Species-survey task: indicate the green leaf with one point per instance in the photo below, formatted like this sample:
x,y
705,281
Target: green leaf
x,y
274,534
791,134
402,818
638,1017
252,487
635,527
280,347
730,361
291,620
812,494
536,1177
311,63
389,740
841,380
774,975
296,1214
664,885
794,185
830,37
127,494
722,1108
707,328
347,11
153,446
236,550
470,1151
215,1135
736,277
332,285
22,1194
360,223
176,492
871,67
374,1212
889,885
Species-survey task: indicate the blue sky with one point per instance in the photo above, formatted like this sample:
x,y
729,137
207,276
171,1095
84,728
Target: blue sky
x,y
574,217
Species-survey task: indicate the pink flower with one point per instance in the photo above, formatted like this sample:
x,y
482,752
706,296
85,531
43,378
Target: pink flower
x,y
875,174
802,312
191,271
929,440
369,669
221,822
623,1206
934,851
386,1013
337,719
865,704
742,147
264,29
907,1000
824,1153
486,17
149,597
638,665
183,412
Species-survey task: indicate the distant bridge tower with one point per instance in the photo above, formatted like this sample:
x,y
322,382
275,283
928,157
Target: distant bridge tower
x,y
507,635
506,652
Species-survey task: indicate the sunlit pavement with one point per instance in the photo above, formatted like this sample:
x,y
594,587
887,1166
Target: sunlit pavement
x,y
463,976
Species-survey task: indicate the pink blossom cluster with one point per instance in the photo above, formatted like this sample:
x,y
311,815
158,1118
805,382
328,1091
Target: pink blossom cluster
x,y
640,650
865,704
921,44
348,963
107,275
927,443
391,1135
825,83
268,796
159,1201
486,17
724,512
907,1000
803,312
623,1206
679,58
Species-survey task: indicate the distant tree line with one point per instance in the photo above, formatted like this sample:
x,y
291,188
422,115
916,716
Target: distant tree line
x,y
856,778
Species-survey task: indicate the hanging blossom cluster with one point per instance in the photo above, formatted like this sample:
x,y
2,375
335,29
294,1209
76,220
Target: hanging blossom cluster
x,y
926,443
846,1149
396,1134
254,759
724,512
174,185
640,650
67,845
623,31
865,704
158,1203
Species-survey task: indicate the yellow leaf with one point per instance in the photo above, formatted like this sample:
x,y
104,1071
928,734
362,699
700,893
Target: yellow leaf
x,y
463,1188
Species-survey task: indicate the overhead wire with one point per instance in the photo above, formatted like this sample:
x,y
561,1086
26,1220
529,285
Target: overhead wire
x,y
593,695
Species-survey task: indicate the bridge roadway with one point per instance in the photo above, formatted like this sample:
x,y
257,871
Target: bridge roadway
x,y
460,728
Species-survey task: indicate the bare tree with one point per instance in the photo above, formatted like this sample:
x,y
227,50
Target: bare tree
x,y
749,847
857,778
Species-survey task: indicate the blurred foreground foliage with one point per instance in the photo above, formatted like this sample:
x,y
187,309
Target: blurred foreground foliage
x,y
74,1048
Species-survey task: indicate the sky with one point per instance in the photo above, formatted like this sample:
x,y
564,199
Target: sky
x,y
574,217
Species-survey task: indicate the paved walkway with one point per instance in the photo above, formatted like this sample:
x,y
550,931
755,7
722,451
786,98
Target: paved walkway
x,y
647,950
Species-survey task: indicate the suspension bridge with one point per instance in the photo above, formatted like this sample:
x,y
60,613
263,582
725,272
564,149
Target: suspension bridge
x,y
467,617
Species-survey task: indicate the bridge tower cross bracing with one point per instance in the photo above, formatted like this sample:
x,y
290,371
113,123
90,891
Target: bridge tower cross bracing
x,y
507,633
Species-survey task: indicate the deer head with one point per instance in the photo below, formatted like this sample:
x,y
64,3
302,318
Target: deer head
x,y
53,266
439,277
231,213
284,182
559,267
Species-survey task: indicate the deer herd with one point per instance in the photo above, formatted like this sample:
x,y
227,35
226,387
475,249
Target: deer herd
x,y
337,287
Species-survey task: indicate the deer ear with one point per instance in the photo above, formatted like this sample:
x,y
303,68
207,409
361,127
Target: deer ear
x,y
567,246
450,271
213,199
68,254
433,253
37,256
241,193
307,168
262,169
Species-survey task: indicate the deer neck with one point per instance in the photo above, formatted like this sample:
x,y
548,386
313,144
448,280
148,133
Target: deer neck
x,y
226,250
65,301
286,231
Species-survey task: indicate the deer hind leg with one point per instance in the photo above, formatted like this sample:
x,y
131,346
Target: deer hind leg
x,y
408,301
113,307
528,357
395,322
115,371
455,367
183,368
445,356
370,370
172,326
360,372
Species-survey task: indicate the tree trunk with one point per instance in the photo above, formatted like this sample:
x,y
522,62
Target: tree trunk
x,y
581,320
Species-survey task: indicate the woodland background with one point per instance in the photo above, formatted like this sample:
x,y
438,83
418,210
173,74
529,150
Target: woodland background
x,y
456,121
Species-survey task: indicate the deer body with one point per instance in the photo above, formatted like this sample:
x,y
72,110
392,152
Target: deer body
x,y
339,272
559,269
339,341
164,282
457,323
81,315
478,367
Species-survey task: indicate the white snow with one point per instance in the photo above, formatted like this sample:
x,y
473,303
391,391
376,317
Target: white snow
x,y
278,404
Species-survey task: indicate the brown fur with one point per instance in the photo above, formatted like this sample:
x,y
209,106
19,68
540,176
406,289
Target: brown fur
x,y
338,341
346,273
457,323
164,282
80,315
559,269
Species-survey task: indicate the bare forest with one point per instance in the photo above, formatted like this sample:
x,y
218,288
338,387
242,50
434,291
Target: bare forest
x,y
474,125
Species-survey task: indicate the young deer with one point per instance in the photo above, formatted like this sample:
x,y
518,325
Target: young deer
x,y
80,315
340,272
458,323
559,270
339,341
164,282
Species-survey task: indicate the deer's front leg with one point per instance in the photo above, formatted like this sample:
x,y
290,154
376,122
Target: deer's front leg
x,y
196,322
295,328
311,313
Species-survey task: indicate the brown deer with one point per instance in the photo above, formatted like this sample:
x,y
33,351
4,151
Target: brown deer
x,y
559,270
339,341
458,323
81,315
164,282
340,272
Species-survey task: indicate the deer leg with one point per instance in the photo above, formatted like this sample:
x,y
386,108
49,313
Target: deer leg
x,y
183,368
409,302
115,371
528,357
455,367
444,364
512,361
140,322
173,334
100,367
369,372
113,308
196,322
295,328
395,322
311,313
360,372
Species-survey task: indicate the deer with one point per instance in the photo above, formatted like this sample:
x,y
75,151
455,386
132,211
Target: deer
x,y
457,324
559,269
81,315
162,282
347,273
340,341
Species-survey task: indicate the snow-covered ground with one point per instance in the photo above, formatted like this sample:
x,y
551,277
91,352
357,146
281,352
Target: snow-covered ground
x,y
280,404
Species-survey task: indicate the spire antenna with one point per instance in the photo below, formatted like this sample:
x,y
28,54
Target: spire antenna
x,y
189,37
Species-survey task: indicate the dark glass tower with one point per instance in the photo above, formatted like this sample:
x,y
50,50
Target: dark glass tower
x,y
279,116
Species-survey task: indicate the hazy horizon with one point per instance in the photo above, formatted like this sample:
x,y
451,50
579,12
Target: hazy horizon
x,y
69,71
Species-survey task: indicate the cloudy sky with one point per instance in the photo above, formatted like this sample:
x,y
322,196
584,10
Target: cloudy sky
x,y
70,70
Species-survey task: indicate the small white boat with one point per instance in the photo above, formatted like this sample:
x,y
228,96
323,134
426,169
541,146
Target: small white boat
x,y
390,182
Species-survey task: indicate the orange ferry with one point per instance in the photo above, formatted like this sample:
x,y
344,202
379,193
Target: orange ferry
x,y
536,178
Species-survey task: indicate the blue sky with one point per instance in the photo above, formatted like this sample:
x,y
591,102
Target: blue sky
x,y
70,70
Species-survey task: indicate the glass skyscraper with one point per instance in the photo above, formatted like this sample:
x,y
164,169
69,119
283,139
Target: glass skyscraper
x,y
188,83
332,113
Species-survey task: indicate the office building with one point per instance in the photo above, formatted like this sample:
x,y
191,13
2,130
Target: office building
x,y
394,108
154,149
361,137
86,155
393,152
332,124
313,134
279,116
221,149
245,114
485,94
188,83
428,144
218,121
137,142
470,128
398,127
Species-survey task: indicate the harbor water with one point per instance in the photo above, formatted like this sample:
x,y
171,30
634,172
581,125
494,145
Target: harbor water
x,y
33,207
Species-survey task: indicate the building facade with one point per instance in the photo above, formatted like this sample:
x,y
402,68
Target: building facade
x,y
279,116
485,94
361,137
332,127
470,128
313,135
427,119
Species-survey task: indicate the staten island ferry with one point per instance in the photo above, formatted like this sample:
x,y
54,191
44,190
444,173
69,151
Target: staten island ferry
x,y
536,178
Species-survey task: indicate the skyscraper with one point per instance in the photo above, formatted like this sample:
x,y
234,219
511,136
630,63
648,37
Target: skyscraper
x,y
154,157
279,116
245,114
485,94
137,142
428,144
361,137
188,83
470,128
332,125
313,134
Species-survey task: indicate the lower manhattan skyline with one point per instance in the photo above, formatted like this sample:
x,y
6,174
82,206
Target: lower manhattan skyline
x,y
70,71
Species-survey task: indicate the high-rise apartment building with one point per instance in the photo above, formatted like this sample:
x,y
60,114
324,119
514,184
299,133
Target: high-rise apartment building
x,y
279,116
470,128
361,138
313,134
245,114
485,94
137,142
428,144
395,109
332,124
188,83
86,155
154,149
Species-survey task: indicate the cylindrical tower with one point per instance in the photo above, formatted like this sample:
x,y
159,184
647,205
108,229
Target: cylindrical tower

______

Assigned task>
What lines of the material contain "below"? Show them.

Solution to this task>
Species-survey task: indicate the green leaf with one point per instance in the photo below, formatted like this sample:
Species-survey task: indicate the deer head with one point per instance in the photo below, formatted like this sample:
Species-survey task: indicate the spire antenna with one point per instance in the photo below, formatted like this sample:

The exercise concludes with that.